Suatu ketika telepon di salah satu komunitas Salesian Timor-Timur (sekarang Timor Leste) berdering. Seseorang di ujung telepon mengabarkan bahwa Mgr Carlos Filipe Ximenes Belo SDB menjadi penerima Nobel Perdamaian tahun 1996 bersama Jose Ramos Horta. Bruder yang menerima telepon lantas mengabarkan hal itu kepada sang Uskup yang sedang memimpin misa lewat secarik kertas. Beberapa detik membaca, Uskup Belo melanjutkan perayaan ekaristi setelah meletakkan secarik kertas itu. Dari wajahnya nyaris tak ada perubahan ekspresi. Datar. Dingin.
Kisah singkat itu diungkap oleh Kepala Paroki St.Yohanes Bosco Sunter Pastor Noel Villafuerte SDB dalam perayaan ekaristi yang dipimpin oleh Uskup Emeritus Carlos Filipe Ximenes Belo SDB sebagai konselebran utama, didampingi Pastor Noel Villafuerte SDB, Benedictus Sunarjoko Pranoto SDB, Pastor Petrus Pehan Tukan SDB, dan Pastor Yosep Suban Ola SDB. Misa itu diadakan untuk memperingati Hari Semua Orang Kudus, 1/11 lalu.
Lama tak terdengar kabarnya, mantan Uskup Titular Lorium Dili Mgr Carlos Filipe Ximenes Belo SDB, muncul di Gereja St Yohanes Bosco Sunter, Jakarta Utara. Peraih Nobel Perdamaian 1996 (bersama Ramos Horta) ini memimpin Ekaristi konselebrasi bersama Kepala Paroki Yohanes Bosco Sunter Pastor Noel Villafuerte SDB, Pastor Benedictus Sunarjoko Pranoto SDB, Pastor Petrus Pehan Tukan SDB, dan Pastor Yosep Suban Ola SDB. Misa itu diadakan untuk memperingati Hari Semua Orang Kudus, 1/11.

Entri identifikasi lokasi:
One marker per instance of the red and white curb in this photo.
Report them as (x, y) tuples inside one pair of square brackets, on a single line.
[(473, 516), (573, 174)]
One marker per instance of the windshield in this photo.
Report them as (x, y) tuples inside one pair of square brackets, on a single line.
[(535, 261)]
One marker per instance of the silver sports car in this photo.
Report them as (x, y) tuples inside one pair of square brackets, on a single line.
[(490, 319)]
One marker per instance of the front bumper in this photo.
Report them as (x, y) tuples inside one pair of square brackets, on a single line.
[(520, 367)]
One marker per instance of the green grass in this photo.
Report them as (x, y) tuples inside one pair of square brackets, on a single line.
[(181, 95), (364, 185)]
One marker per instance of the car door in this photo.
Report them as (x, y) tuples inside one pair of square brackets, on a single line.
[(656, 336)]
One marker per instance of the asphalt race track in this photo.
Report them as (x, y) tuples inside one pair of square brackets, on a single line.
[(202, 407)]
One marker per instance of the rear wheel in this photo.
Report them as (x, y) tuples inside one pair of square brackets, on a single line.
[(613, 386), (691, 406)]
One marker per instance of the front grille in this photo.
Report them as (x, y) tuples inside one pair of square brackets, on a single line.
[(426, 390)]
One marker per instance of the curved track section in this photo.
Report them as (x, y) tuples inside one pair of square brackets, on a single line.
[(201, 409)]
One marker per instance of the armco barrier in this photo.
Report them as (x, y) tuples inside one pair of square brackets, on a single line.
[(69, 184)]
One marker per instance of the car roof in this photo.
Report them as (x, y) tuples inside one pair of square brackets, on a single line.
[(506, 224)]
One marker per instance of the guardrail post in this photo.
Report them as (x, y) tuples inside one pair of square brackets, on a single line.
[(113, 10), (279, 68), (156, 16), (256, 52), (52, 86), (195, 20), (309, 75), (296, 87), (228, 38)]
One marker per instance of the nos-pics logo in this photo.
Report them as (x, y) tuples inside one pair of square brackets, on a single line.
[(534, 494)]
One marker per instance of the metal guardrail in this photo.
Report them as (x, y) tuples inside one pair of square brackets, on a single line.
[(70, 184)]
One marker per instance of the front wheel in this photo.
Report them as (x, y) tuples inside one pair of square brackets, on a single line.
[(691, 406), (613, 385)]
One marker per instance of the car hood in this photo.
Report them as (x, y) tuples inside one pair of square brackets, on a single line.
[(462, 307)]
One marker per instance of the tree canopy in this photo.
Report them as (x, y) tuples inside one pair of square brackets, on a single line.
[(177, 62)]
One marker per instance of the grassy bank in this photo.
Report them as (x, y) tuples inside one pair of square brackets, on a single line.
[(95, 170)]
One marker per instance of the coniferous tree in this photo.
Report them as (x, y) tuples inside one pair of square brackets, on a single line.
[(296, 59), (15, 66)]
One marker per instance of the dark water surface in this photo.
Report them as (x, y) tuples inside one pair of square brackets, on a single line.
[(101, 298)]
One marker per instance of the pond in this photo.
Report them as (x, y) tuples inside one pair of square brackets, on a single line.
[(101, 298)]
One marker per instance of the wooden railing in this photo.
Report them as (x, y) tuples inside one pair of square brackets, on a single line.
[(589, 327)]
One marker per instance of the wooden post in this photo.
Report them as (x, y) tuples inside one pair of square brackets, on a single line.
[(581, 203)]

--- Tugas Latihan ---
a. Tentukan apakah tiap pernyataan di bawah ini sesuai dengan teks tentang Uskup Belo, lalu jawab ya atau tidak disertai kutipan kata-kata teks yang menjadi penentunya. (i) Uskup Belo menerima Nobel Perdamaian tahun 1996 bersama Jose Ramos Horta. (ii) Setelah membaca secarik kertas itu, Uskup Belo menghentikan misa. (iii) Misa di Gereja St Yohanes Bosco Sunter diadakan untuk memperingati Hari Natal.
b. Tuliskan lanjutan teks tentang Uskup Belo, dimulai setelah kalimat terakhirnya.
Data tersebut tidak berhubungan dengan teks tentang Uskup Belo.

--- Hasil Latihan ---
a.
(i) Ya: "menjadi penerima Nobel Perdamaian tahun 1996 bersama Jose Ramos Horta"
(ii) Tidak: "Uskup Belo melanjutkan perayaan ekaristi setelah meletakkan secarik kertas itu"
(iii) Tidak: "Misa itu diadakan untuk memperingati Hari Semua Orang Kudus, 1/11."

b.
Kedatangan Uskup Belo – demikian kalangan pers biasa menyebutnya – ke Indonesia, adalah kelanjutan dari lawatannya di Timor Leste. Kelahiran Wailacama, Baucau, 3 Februari 1948 yang kini bermukim di Portugal ini diundang Pemerintah Timor Leste menjadi pembicara dalam seminar yang diselenggarakan Ministerio de Justiçia (Kementerian Kehakiman) di Dili, 21/10.
Uskup yang sempat berkarya sebagai misionaris di Mozambik ini selama sepekan berada di Timor Leste. Di tanah kelahirannya ini, ia menjalankan misi perdamaian dengan mengadakan sejumlah pertemuan dengan tokoh berpengaruh di negara itu. Ia menemui Presiden Xanana Gusmao, Perdana Menteri Ramos Horta, beberapa menteri, dan pimpinan partai oposisi. Tak ketinggalan, pimpinan angkatan bersenjata dan polisi nasional, juga komandan tentara pemberontak Alfredo Reinado yang masih berada di hutan di Distrik Suai, Pantai Selatan Timor Leste.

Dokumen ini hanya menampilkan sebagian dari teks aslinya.